Exercise directions: Retype everything in the records below, from the line containing "Every instance of the man in dark" down to the line containing "[[652, 188]]", with both of those lines included and nothing else.

Items:
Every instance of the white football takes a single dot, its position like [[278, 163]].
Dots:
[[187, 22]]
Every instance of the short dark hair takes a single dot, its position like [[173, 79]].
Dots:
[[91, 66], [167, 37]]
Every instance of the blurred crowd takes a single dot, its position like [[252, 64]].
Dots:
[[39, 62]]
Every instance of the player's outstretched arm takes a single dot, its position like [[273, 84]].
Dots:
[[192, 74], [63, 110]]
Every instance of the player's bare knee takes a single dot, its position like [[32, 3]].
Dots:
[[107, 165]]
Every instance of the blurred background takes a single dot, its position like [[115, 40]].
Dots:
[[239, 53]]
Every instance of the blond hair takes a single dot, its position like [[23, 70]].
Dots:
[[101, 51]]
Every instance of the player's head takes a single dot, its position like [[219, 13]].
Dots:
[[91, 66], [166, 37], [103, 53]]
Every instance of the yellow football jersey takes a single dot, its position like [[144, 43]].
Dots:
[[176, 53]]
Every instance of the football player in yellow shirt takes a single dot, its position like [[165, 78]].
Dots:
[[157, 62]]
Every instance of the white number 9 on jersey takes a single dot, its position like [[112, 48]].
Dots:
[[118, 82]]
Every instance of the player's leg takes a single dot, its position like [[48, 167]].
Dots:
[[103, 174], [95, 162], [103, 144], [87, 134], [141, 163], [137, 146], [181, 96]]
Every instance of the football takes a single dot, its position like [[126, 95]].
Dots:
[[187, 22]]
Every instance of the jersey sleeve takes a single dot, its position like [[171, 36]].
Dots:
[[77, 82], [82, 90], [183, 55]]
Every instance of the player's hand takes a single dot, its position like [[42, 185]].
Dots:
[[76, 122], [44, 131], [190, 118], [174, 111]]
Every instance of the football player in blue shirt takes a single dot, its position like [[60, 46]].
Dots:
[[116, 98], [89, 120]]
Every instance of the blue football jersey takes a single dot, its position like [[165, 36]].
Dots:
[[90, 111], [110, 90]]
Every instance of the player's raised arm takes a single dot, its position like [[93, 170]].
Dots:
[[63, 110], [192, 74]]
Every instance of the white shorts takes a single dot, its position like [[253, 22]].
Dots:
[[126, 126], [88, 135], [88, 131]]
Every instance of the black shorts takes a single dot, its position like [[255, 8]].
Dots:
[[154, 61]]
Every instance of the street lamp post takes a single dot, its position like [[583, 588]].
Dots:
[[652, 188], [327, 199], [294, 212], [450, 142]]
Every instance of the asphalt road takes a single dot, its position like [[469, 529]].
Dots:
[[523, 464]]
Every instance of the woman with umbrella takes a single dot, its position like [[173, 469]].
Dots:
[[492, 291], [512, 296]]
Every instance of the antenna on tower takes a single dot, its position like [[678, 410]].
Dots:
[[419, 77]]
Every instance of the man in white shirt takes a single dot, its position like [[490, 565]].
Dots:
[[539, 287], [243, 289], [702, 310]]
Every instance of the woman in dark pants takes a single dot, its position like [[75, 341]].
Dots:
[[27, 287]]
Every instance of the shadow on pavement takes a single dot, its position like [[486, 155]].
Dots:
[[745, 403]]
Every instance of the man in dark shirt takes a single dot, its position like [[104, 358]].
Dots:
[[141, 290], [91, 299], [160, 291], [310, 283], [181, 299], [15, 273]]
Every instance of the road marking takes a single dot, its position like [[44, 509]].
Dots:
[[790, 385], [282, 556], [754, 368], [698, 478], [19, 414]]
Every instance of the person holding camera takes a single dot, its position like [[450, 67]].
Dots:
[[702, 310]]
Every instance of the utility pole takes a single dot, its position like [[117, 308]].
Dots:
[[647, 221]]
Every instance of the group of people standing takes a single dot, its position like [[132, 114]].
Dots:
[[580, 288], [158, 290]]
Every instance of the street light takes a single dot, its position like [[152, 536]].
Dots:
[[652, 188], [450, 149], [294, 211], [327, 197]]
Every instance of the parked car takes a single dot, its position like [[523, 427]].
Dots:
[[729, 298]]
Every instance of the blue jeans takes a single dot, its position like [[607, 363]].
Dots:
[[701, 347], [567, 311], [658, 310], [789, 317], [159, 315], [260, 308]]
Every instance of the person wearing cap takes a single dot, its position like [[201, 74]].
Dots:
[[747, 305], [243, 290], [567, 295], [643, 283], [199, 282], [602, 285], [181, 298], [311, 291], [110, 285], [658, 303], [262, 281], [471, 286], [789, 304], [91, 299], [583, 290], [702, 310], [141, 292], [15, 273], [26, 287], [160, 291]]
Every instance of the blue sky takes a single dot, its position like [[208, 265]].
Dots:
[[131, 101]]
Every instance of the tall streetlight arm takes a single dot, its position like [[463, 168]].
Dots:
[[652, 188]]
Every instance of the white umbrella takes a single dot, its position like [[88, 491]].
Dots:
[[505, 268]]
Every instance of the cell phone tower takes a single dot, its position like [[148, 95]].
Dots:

Final answer:
Every instance of the man in dark shirt takes a single dot, its position like [[104, 358]].
Dots:
[[141, 290], [91, 299], [160, 291], [310, 283], [181, 299], [15, 273]]
Every instance of the road marking takes a single dot, its position like [[44, 509]].
Dots:
[[790, 385], [282, 556], [754, 368], [698, 478], [19, 414]]
Every instance of the person holding camera takes a single dot, its position like [[450, 67]].
Dots:
[[702, 310]]
Every instance of the utility pole takes a single dot, its position like [[117, 308]].
Dots:
[[647, 221]]
Every instance of the group of people standing takes a single dot, its position like [[132, 114]].
Dots:
[[580, 288], [158, 290]]
Every instance of the street light takes a single dot, its position like [[152, 536]].
Dots:
[[652, 188], [450, 149], [294, 211], [327, 197]]
Every instance of the parked car takes a single dot, its position like [[523, 427]].
Dots:
[[729, 298]]
Every instance of the blue jeans takes a single dot, its position like [[607, 363]].
Dots:
[[701, 347], [567, 311], [658, 310], [789, 317], [159, 315], [260, 308]]
Every instance of the person wearing cap takes a single dot, its position like [[201, 74]].
Dots:
[[747, 305], [243, 290], [567, 295], [643, 283], [199, 282], [602, 285], [181, 298], [311, 291], [110, 285], [658, 303], [262, 281], [471, 286], [789, 304], [91, 299], [583, 290], [702, 310], [141, 292], [15, 273], [26, 287], [160, 291]]
Every instance of the blue sky takes a single dot, its position like [[208, 265]].
Dots:
[[131, 101]]
Every instance of the tall streetlight arm takes a single dot, its position like [[463, 168]].
Dots:
[[652, 188]]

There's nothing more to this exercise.